Banks Tank, Cooling Inflation Heats up, and Global Warming Freezes over Faster than Hell
Welcome to the "Year of Chaos."
Every major bank reporting for Q4 2023 tripped over the threshold for one reason or another today—profits down, penalties up, etc.—helping stock investors find the exit. Recession risks got noted as higher than thought as the yield curve begins to un-invert. While normally that is a sign of impending recession, there are, of course, those in the news today claiming, “Not this time” in order to punch the pivot narrative again today. This time is special!
Oh, it’s special all right! But not in the way they want to believe.
Producer prices came in a little cooler than this week’s earlier CPI report, and some claimed that is proof that the pivot is still alive because it means the Fed will be cutting rates in March after all! Due to the minuscule dip in some measures of PPI, bets for March rate cuts actually went back on the table that easily because the market’s greed-driven delusions know no end.
But what did the Producer Price Index really have to show?
First, while month-on-month PPI inflation dipped just a little, year-on-year rose a little, holding the rising trend that began this past summer. This is hardly the thin blue line the Fed wants to see:
Secondly, even though headline inflation dipped, core inflation (minus food and energy) froze in place, and that is the inflation that the Fed watches intently. Moreover, it was goods that dipped. Services—the stickiest part—stayed sticky. That is also the biggest part, accounting for 80% of all that is tracked. Energy and food, which hit all of us hardest, went up, except diesel.

* [REQUIREMENT 1] Please list every category of prices or inflation named in the article's paragraph that begins "Secondly."
* [REQUIREMENT 2] Write out the part of the article between "Oh, it’s special" and "know no end.", inclusive.
* [REQUIREMENT 3] Decide whether each statement agrees with the article, answering yes or no and quoting the words that settle it: (a) Year-on-year PPI inflation rose a little. (b) Core inflation dipped along with headline inflation. (c) Services account for 80% of all that is tracked.

* [DATA EXTRACT]
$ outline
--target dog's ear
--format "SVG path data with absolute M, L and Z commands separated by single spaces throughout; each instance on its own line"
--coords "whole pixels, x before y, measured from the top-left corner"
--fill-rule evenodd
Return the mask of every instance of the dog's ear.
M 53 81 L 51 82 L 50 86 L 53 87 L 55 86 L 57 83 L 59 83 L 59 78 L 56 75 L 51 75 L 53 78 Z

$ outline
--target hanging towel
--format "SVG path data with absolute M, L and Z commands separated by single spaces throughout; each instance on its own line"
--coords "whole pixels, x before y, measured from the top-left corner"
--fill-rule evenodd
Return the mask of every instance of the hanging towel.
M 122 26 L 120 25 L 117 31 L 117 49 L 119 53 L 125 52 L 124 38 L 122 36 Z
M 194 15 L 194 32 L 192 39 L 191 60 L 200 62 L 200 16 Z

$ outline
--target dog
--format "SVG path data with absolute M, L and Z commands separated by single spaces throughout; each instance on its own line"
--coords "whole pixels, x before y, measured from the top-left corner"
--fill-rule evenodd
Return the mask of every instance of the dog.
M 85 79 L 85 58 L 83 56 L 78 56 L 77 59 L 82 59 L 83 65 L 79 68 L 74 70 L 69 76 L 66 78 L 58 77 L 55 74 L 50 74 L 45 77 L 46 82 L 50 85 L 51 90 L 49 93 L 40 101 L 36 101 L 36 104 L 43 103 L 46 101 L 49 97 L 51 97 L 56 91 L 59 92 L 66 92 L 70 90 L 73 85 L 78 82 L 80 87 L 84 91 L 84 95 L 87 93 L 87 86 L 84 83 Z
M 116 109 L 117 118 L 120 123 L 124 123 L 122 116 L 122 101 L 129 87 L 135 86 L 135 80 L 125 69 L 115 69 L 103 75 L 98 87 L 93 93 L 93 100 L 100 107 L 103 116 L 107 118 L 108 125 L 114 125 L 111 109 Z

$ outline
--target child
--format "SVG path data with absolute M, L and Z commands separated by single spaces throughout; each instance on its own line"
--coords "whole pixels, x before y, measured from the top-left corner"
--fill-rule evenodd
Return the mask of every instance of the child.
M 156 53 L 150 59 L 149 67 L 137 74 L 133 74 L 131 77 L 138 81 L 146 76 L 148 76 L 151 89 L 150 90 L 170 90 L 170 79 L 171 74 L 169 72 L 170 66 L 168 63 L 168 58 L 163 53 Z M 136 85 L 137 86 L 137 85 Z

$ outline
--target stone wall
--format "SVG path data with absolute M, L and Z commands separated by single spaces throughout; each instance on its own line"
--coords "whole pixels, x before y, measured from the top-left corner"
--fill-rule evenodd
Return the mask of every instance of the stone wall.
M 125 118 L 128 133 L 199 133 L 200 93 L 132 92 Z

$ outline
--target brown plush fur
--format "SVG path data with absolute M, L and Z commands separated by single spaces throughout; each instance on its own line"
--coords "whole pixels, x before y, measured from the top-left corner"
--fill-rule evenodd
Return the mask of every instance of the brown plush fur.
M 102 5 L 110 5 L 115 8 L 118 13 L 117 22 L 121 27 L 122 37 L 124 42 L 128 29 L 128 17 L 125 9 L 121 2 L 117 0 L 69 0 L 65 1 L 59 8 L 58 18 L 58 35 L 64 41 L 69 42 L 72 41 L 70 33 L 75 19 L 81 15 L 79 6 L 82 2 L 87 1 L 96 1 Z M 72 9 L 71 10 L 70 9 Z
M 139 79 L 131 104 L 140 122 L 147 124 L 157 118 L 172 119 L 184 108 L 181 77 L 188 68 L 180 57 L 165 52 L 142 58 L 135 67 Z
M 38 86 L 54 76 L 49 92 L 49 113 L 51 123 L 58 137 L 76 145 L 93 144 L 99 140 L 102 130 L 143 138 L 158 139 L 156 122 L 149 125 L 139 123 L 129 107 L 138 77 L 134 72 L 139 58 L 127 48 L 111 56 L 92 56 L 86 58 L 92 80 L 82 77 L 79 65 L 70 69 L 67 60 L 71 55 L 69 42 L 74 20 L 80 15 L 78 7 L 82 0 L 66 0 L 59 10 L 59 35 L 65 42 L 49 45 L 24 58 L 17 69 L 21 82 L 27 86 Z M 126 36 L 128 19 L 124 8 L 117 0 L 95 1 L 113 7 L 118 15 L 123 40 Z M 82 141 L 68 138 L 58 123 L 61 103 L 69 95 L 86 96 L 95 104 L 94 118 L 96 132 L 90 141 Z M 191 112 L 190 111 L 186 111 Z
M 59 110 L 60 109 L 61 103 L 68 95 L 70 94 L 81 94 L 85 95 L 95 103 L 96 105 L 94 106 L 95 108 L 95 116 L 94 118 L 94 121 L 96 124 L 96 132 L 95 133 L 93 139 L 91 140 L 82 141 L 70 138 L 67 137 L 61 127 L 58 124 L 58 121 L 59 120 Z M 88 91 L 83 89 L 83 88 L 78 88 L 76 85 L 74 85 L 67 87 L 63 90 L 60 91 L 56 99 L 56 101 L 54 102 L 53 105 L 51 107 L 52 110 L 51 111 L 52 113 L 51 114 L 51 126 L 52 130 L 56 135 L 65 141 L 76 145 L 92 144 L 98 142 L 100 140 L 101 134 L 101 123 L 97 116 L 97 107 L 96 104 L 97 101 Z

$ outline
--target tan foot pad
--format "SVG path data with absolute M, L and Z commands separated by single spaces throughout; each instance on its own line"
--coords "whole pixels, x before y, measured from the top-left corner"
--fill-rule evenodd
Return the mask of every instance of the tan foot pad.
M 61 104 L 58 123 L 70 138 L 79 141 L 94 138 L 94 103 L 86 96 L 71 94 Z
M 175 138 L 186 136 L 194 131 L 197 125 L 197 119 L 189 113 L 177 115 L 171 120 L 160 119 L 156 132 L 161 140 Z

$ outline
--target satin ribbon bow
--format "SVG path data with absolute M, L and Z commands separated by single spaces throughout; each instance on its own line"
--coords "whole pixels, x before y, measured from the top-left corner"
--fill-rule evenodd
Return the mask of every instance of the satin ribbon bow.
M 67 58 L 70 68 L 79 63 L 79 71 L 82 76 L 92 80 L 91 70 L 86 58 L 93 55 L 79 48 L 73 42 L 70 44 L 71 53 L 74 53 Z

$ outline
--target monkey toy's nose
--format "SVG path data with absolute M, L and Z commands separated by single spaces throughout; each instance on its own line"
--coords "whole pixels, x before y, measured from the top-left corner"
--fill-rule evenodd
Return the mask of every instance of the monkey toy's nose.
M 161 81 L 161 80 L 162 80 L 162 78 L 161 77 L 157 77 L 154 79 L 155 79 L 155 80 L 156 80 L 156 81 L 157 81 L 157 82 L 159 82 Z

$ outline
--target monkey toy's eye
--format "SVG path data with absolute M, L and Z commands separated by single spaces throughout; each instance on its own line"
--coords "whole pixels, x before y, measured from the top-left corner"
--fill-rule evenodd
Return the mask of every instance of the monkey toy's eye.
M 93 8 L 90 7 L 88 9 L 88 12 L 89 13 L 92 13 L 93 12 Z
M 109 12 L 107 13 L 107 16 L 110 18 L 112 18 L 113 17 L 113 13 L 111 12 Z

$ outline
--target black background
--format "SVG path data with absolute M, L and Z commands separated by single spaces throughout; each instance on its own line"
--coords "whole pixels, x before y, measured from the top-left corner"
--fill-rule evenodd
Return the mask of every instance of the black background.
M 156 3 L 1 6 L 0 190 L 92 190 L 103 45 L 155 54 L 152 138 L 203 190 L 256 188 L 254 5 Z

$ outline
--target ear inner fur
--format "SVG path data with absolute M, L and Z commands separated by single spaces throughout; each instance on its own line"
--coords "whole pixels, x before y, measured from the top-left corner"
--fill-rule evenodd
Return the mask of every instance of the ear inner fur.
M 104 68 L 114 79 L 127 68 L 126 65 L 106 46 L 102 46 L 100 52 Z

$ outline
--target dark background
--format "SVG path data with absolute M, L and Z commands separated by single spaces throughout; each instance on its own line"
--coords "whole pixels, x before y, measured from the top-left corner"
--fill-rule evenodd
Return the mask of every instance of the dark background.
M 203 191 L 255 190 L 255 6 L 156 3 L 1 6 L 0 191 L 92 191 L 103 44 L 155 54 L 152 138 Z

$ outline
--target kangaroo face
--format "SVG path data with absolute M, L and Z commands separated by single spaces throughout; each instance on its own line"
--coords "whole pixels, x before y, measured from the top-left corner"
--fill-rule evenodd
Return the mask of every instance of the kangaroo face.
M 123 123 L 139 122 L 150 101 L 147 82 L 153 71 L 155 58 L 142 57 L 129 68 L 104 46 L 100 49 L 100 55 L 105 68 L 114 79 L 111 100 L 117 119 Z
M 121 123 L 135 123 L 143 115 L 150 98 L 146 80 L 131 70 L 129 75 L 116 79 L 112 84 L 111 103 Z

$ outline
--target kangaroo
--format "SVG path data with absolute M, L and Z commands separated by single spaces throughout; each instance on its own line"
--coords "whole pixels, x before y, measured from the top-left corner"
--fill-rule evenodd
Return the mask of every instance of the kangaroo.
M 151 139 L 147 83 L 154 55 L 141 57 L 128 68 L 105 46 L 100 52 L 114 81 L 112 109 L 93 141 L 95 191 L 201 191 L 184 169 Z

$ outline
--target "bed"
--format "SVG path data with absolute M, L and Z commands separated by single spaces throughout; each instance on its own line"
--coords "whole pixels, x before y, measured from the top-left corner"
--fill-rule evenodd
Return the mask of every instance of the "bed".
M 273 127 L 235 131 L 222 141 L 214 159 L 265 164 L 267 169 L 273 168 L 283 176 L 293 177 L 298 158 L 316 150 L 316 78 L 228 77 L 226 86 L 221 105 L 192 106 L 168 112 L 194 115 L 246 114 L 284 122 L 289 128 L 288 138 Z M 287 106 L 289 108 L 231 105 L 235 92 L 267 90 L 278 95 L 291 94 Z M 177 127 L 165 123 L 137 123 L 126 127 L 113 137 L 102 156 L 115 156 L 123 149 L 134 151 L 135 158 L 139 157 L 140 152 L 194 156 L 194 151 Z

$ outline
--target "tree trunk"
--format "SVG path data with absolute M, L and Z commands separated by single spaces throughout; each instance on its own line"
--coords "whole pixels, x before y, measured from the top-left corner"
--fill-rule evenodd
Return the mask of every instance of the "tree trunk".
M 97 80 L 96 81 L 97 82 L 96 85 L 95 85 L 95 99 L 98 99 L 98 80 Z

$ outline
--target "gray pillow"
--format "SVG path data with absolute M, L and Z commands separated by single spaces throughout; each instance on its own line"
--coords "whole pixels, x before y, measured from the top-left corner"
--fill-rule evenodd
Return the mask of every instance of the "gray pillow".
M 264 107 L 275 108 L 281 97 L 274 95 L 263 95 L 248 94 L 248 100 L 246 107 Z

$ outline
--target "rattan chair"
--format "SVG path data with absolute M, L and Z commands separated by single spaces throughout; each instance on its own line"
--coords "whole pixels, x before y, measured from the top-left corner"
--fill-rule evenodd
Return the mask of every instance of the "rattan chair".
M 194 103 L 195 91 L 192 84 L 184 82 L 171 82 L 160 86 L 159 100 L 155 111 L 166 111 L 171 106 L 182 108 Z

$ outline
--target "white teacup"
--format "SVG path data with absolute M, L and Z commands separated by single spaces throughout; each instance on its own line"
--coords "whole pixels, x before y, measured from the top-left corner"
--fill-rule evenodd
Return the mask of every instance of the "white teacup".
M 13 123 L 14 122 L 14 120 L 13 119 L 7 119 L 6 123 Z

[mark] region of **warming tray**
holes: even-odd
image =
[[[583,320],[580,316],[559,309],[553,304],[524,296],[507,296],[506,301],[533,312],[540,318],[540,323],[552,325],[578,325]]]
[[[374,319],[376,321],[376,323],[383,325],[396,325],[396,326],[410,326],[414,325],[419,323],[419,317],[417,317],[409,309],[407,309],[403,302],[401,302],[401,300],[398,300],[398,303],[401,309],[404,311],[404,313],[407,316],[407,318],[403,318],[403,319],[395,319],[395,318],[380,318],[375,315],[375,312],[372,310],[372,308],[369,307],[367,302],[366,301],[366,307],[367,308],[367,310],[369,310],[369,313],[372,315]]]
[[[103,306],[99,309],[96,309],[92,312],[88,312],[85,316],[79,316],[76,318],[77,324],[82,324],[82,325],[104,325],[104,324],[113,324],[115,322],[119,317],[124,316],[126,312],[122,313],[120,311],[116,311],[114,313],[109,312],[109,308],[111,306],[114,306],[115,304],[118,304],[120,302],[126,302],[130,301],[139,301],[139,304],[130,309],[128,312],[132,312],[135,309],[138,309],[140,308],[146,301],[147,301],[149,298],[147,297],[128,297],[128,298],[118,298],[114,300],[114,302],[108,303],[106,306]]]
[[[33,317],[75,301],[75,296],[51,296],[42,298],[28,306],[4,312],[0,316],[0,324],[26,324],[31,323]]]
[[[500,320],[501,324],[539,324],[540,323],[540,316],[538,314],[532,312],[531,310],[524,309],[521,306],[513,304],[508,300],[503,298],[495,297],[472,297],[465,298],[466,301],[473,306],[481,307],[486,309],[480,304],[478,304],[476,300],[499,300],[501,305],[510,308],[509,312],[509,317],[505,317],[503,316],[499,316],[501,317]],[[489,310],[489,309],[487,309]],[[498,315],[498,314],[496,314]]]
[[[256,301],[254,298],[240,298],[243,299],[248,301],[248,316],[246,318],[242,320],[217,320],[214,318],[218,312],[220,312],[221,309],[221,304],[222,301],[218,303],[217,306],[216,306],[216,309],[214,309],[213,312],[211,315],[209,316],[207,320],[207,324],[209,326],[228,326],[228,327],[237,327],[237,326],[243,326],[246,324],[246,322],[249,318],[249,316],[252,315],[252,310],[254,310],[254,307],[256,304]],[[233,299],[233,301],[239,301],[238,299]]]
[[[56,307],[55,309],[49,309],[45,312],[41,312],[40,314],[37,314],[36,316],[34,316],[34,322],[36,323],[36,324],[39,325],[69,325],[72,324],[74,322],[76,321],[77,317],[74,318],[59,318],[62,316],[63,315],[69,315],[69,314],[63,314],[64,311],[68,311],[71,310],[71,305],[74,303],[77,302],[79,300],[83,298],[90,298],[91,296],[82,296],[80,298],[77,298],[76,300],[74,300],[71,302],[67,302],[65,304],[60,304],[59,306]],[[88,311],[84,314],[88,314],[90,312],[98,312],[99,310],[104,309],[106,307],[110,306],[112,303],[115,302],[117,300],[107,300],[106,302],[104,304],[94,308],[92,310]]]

* [TASK RESULT 1] headline inflation, core inflation (minus food and energy), goods, services, energy, food, diesel

* [TASK RESULT 2]
Oh, it’s special all right! But not in the way they want to believe.
Producer prices came in a little cooler than this week’s earlier CPI report, and some claimed that is proof that the pivot is still alive because it means the Fed will be cutting rates in March after all! Due to the minuscule dip in some measures of PPI, bets for March rate cuts actually went back on the table that easily because the market’s greed-driven delusions know no end.

* [TASK RESULT 3]
(a) Yes: "year-on-year rose a little"
(b) No: "core inflation (minus food and energy) froze in place"
(c) Yes: "That is also the biggest part, accounting for 80% of all that is tracked."